▸ **GIVEN RECORDS**:
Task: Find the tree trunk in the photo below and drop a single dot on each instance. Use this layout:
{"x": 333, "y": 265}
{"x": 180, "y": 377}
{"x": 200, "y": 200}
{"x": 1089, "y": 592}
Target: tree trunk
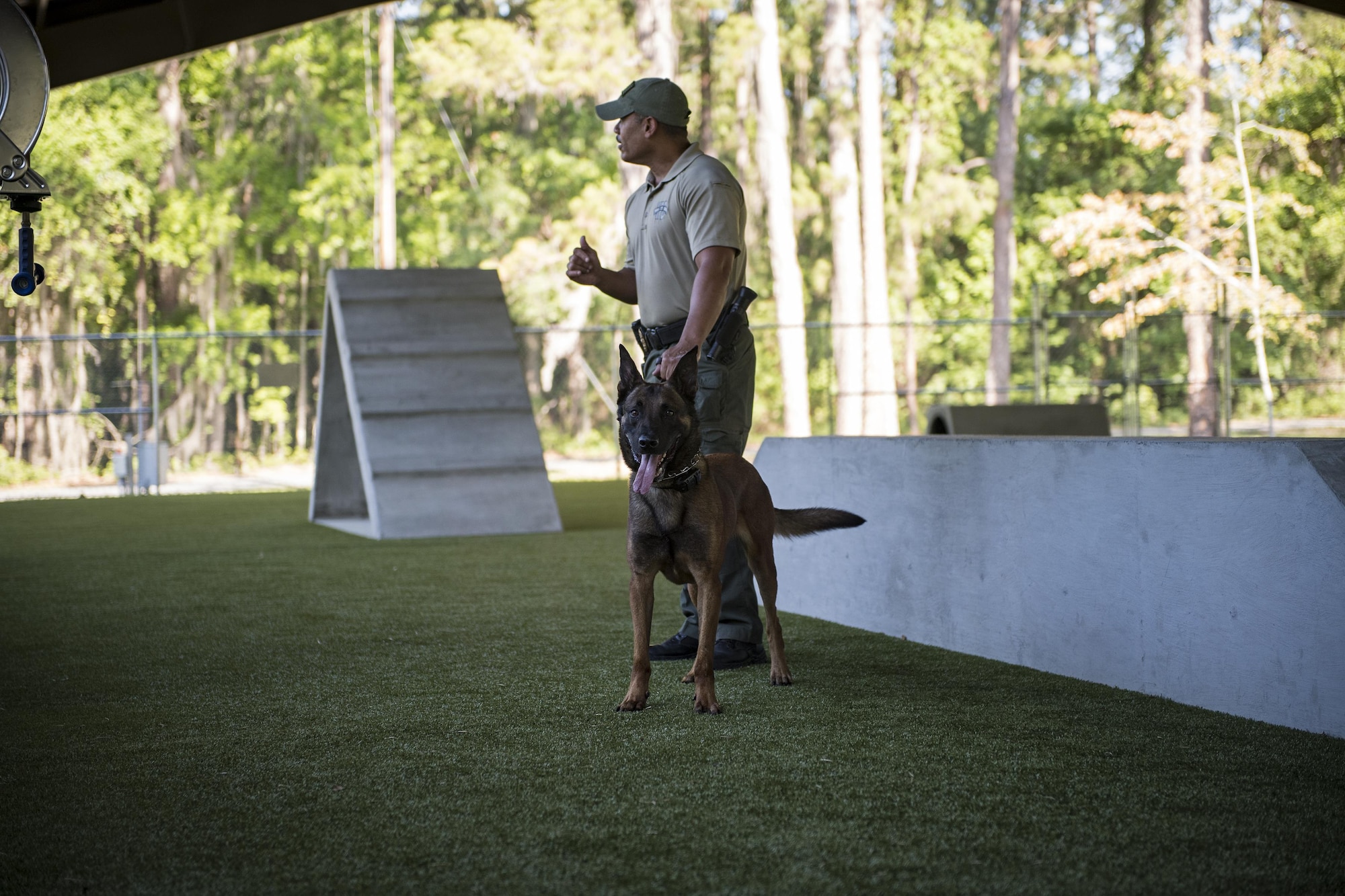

▸ **EXERCISE OBJECTIVE**: Transcribe each entry above without alteration, but keep the pictures out.

▸ **RESULT BELOW**:
Task: Find the tree trunk in the photo below and drop a single dot on each instance. Use this layout:
{"x": 333, "y": 265}
{"x": 180, "y": 377}
{"x": 200, "y": 200}
{"x": 1089, "y": 592}
Target: tree trunk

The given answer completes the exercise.